[Start of Attachment]

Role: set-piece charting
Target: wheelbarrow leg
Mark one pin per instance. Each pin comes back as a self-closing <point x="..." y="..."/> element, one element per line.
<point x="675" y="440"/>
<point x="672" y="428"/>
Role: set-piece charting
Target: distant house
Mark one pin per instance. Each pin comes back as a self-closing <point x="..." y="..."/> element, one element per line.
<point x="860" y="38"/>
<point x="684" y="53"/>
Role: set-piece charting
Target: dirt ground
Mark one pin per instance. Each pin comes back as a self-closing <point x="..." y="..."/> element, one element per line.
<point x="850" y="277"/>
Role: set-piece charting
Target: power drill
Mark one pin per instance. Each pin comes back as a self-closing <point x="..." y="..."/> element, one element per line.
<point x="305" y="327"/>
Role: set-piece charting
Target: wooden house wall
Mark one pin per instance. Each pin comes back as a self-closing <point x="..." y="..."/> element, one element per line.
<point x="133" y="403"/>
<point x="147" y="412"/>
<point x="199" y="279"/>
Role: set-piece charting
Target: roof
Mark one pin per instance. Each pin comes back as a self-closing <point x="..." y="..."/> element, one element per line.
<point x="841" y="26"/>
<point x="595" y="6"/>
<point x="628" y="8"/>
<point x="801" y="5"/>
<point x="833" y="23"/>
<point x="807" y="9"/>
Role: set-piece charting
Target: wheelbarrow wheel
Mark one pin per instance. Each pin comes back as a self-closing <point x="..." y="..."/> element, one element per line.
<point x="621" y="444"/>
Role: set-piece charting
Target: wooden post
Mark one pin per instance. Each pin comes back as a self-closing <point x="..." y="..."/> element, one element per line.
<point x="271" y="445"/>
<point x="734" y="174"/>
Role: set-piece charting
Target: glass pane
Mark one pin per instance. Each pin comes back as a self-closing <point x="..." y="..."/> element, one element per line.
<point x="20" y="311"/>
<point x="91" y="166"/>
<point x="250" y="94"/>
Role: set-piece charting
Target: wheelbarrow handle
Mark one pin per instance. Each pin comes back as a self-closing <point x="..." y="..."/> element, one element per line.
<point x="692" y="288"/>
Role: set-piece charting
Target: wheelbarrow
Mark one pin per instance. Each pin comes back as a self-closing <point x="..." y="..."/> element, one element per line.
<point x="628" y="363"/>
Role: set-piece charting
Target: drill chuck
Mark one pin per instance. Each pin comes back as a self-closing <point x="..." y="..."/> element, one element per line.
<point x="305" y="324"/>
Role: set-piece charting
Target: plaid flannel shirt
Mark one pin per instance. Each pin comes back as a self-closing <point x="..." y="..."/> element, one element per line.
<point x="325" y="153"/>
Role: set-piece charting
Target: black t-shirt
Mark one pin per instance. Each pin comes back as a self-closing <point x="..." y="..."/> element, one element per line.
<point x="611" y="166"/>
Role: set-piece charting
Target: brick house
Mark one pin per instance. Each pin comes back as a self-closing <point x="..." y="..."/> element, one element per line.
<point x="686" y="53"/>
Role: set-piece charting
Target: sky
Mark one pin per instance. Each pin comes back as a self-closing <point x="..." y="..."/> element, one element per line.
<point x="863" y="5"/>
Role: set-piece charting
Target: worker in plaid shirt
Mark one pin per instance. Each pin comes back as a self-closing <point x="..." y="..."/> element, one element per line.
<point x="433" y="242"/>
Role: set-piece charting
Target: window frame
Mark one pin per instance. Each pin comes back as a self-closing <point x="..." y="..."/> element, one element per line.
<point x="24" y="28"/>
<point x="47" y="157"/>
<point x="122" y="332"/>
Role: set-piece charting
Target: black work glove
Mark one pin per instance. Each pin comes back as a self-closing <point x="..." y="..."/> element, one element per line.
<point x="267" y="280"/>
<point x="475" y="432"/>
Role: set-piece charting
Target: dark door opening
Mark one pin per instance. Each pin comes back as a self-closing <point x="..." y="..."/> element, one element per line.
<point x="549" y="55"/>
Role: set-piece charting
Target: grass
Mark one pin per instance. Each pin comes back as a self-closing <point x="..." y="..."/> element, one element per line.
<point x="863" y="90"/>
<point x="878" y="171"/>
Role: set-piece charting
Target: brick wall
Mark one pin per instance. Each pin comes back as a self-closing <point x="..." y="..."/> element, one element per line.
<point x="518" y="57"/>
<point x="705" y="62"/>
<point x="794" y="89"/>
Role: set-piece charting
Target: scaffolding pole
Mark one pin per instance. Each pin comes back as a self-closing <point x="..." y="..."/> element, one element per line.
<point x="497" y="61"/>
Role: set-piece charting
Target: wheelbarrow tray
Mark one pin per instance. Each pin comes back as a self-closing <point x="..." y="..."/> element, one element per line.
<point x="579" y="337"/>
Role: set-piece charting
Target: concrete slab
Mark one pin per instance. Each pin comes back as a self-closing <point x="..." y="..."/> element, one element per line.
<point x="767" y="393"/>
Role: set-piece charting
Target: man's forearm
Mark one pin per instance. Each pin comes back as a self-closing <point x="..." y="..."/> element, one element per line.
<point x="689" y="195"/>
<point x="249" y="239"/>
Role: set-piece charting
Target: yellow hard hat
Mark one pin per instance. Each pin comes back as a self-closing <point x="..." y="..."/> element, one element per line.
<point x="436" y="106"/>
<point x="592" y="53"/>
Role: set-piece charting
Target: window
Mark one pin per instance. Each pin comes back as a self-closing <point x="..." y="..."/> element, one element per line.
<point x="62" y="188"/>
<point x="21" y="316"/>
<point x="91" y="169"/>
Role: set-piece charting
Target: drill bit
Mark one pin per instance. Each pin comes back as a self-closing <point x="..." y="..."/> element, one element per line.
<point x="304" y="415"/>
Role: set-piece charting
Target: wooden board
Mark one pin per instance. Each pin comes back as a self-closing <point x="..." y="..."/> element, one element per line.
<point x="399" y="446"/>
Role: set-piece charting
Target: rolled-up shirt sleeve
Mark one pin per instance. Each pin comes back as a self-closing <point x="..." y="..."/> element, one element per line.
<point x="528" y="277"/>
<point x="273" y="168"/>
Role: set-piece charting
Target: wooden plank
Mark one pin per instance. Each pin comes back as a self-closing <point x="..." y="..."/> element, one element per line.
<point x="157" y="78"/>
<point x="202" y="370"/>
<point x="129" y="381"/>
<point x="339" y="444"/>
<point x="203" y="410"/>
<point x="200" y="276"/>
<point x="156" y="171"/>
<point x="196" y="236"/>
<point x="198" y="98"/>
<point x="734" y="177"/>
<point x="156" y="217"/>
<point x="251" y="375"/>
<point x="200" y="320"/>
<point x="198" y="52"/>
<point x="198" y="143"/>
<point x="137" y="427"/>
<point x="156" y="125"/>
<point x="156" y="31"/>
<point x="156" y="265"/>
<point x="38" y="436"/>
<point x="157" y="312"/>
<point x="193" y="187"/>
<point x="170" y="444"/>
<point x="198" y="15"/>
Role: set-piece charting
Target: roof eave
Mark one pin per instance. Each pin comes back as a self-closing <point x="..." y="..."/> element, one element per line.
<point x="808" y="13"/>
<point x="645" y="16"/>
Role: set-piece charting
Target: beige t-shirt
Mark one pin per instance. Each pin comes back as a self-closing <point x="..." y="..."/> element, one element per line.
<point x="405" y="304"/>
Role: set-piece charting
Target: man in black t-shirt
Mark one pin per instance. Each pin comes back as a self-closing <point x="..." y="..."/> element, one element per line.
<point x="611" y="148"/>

[End of Attachment]
[Start of Attachment]

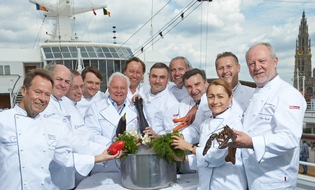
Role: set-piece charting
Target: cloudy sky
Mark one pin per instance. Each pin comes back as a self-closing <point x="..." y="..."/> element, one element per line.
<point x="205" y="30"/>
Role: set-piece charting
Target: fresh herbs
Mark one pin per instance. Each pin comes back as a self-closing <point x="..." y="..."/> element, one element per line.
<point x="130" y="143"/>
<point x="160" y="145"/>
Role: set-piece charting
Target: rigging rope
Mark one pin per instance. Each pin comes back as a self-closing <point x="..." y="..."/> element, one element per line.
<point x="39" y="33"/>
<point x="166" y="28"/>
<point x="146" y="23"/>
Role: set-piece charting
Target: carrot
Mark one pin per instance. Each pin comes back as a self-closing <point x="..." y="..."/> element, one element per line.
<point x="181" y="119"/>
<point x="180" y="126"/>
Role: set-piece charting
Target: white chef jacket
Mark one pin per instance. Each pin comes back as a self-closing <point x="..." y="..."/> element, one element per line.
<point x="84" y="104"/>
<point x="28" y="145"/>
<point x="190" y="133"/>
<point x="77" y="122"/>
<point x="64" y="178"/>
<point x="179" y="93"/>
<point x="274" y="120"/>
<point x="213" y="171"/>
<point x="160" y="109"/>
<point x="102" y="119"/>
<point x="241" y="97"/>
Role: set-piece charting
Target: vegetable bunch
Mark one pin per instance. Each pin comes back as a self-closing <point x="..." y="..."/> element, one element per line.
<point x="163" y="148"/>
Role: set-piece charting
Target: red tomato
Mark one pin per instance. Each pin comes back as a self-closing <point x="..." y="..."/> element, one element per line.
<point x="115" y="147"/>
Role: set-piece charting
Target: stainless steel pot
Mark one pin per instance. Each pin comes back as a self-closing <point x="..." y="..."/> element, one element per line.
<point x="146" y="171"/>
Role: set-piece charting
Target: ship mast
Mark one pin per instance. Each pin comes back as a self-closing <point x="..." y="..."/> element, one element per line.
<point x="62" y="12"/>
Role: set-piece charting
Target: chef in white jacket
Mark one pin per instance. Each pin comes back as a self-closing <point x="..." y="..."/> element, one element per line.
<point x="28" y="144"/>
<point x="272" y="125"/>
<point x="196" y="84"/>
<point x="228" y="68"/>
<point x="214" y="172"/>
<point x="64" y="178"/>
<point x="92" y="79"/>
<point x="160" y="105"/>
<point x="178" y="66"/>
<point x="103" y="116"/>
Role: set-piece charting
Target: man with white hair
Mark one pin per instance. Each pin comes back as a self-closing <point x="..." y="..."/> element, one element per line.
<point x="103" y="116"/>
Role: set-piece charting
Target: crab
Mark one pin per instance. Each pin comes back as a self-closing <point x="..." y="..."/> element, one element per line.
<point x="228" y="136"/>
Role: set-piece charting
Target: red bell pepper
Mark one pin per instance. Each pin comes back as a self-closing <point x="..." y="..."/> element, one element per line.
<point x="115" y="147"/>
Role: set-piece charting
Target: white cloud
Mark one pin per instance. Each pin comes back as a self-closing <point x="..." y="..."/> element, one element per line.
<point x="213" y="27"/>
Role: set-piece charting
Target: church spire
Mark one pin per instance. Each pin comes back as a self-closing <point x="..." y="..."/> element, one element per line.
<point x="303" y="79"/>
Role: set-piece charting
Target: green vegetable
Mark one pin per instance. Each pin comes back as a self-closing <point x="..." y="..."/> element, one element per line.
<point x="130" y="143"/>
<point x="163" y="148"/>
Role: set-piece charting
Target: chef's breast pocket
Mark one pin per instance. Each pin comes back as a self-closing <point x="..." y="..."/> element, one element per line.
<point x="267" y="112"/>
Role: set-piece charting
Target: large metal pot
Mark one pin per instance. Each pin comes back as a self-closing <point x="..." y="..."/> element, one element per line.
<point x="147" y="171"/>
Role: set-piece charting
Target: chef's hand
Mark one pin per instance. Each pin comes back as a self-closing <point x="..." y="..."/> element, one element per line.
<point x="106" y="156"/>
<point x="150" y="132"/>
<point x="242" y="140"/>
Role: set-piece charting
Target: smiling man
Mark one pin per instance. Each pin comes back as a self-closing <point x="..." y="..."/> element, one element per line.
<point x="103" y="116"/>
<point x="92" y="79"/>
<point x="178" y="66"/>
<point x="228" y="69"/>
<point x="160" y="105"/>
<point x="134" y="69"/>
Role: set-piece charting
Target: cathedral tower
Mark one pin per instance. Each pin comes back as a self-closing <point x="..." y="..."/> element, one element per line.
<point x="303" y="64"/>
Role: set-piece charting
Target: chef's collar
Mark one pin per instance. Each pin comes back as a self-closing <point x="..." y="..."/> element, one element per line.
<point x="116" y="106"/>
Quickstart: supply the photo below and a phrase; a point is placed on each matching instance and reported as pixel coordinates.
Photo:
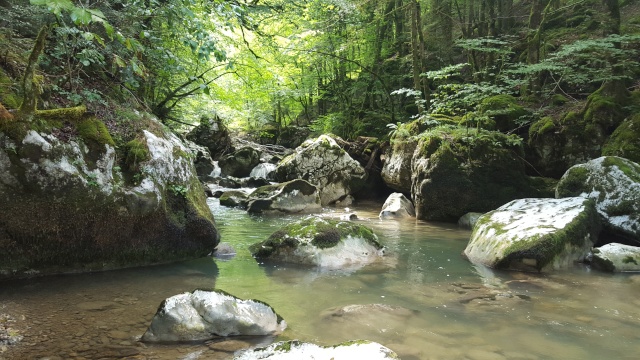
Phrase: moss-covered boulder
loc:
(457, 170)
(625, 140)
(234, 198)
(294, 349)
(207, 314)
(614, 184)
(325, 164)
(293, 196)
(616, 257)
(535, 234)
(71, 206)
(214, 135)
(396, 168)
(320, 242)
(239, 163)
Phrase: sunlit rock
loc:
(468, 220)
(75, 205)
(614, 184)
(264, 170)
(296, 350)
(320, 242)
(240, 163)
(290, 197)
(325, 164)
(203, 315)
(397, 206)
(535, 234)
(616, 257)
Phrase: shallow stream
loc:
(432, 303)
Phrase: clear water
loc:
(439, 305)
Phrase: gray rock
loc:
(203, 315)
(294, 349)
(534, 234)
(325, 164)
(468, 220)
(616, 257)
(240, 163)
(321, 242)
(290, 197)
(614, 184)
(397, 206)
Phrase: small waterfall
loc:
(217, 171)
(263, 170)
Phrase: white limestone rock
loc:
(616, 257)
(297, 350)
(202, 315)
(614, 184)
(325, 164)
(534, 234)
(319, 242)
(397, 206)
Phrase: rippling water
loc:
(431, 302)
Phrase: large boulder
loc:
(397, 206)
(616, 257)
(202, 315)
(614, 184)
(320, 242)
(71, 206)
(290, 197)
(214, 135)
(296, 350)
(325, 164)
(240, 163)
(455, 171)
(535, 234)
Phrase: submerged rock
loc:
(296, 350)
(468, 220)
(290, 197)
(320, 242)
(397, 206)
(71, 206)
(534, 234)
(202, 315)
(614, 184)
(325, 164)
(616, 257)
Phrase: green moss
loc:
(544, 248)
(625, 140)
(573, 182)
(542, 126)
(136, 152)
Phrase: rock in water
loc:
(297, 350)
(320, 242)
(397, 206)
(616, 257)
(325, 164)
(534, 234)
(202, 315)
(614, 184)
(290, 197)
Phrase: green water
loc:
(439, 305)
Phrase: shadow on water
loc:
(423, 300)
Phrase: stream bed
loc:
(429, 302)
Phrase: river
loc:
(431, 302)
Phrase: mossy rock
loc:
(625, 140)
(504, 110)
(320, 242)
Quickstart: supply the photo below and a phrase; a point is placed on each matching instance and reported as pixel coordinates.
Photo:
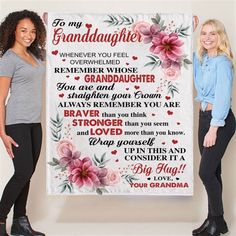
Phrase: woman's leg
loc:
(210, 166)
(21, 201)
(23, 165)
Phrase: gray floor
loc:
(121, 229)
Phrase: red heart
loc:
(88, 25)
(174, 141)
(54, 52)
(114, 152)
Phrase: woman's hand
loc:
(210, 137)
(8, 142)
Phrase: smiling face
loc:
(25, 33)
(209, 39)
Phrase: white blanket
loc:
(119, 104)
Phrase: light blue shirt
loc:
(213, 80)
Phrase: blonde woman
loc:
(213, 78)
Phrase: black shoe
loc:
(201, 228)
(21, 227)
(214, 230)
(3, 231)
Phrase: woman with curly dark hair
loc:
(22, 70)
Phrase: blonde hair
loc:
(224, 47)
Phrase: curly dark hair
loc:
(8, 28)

[End of Attachment]

→ Your task: Exactly one number should be given, showing how many lines of the material above contain the string "woman".

→ Answer to the exercise: 4